Segment Open

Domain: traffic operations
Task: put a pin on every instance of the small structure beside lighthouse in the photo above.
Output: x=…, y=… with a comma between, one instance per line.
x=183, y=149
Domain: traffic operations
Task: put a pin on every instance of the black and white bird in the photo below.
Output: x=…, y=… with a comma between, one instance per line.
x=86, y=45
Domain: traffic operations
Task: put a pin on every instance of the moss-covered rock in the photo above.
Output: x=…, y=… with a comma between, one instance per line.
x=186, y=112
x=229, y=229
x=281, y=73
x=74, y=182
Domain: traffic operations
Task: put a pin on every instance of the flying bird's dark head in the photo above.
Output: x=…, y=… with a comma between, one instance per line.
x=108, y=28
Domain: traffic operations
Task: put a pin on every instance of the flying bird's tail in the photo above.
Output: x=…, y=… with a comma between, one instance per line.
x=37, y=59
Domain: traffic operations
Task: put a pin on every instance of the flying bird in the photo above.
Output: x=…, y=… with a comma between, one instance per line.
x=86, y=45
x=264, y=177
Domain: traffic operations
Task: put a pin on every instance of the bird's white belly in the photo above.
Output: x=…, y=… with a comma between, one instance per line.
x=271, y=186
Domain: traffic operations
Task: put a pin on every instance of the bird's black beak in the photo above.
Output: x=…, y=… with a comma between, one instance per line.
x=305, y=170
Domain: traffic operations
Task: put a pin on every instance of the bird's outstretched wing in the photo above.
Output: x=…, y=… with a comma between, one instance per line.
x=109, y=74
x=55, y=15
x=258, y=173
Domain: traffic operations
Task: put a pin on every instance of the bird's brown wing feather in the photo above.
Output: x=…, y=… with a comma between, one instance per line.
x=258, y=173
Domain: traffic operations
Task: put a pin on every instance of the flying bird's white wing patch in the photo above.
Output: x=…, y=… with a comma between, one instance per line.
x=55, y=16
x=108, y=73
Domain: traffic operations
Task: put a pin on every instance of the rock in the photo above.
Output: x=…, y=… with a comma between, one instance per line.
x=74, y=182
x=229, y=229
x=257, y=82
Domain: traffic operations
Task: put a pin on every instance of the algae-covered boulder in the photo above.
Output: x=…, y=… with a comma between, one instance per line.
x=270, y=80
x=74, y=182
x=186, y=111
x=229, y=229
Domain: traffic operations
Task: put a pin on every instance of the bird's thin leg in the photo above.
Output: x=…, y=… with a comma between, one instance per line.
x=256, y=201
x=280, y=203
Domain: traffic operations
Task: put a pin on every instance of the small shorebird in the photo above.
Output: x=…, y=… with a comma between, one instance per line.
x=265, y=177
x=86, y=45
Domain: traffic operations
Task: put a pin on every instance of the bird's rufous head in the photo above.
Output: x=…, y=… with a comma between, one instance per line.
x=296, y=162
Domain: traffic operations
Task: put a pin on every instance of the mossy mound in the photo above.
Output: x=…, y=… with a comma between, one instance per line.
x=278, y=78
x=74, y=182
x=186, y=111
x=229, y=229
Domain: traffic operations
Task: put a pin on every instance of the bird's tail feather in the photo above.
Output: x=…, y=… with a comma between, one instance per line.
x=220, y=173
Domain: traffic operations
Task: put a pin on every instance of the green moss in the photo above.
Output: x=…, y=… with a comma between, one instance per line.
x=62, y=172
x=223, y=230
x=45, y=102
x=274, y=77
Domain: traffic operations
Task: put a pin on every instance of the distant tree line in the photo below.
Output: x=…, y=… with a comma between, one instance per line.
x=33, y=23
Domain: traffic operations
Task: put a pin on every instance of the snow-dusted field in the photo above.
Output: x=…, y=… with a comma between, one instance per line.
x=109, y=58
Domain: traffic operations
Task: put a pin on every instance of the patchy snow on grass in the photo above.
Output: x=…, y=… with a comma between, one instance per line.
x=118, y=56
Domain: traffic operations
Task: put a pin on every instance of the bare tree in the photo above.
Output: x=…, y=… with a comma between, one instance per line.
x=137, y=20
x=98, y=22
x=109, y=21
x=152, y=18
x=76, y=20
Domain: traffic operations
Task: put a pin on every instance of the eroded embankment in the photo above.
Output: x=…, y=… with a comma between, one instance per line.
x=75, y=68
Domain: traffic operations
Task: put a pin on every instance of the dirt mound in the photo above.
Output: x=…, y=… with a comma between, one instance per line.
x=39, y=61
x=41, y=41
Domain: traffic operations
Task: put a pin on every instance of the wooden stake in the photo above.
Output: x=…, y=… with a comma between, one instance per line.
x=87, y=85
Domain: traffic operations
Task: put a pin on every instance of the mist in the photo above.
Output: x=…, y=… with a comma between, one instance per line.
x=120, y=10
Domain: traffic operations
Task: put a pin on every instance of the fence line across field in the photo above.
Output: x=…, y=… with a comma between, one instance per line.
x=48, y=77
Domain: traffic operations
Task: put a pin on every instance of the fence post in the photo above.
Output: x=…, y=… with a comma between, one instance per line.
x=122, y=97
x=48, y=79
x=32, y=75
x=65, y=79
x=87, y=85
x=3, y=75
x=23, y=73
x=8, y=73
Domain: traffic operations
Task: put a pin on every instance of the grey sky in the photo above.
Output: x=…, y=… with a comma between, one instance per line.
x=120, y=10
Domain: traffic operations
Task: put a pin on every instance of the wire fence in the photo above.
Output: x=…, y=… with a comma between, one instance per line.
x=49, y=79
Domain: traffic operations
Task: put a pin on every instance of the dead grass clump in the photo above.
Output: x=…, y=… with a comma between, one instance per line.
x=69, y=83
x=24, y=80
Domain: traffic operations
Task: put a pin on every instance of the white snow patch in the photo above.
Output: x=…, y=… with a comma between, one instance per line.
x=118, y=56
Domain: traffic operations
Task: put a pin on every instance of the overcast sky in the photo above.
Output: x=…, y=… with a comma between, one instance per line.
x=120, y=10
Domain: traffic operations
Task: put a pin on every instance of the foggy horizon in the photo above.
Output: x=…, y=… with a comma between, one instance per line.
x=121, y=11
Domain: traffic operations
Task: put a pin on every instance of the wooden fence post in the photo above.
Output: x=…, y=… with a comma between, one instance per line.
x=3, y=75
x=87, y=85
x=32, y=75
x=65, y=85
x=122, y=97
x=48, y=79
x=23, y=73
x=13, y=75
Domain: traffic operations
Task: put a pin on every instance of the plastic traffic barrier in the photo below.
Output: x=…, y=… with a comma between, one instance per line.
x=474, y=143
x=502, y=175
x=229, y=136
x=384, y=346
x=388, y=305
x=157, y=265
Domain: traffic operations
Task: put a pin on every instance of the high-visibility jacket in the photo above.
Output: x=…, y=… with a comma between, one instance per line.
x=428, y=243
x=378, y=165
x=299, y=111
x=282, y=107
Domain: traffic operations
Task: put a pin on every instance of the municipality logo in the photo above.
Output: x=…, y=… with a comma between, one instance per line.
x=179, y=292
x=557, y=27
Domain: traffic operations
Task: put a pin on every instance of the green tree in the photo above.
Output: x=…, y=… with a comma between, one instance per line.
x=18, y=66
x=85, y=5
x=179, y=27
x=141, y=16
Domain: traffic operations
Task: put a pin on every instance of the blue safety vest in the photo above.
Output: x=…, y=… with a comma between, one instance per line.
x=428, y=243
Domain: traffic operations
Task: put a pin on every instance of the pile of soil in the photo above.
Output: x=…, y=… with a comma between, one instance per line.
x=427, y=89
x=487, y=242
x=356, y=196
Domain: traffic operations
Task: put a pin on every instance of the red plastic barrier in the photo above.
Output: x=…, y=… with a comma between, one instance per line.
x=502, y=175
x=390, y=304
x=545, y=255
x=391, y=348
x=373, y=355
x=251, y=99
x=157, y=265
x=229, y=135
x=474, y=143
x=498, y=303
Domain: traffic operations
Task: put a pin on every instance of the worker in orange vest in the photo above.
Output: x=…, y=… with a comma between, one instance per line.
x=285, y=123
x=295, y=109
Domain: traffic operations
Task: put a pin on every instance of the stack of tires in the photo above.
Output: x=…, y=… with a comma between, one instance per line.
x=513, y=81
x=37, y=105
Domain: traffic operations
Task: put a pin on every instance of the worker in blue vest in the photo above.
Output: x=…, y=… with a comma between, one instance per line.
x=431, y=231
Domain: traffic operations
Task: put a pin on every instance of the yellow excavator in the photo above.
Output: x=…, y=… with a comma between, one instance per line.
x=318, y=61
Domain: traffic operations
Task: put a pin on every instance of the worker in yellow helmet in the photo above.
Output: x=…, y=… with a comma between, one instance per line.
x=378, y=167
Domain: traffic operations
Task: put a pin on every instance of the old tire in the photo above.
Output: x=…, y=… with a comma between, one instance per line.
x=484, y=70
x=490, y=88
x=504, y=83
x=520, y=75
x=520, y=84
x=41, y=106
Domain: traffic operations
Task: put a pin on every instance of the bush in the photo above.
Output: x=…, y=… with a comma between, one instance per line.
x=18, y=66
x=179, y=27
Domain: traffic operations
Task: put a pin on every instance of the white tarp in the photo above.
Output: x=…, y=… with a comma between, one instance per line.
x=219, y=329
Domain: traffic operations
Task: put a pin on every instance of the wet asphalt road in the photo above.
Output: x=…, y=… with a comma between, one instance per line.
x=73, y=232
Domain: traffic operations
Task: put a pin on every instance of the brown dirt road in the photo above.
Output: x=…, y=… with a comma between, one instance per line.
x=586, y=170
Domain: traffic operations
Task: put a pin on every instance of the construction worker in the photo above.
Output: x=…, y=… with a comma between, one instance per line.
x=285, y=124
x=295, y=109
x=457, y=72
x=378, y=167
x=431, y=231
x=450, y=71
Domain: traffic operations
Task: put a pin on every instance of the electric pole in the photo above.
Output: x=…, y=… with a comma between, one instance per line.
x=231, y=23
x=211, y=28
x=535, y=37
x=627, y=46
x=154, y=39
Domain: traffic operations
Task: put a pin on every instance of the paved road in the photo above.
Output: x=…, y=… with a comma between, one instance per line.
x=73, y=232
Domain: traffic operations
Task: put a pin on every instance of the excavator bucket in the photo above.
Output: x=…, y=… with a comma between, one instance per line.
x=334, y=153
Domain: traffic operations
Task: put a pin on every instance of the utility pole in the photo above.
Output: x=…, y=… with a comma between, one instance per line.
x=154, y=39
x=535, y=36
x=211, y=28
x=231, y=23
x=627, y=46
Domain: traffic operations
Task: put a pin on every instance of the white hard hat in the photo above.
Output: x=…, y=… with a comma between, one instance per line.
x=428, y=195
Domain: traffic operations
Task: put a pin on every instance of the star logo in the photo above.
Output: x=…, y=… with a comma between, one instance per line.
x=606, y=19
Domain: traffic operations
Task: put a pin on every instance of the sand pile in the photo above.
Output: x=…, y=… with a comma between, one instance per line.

Segment Closed

Exercise details:
Across the whole listing above, find every line with the string "pile" and copy it.

Written answer:
Task: put a pin on every instance of the pile of soil in the photo above.
Task: put a pin on every instance of the sand pile in the photo above.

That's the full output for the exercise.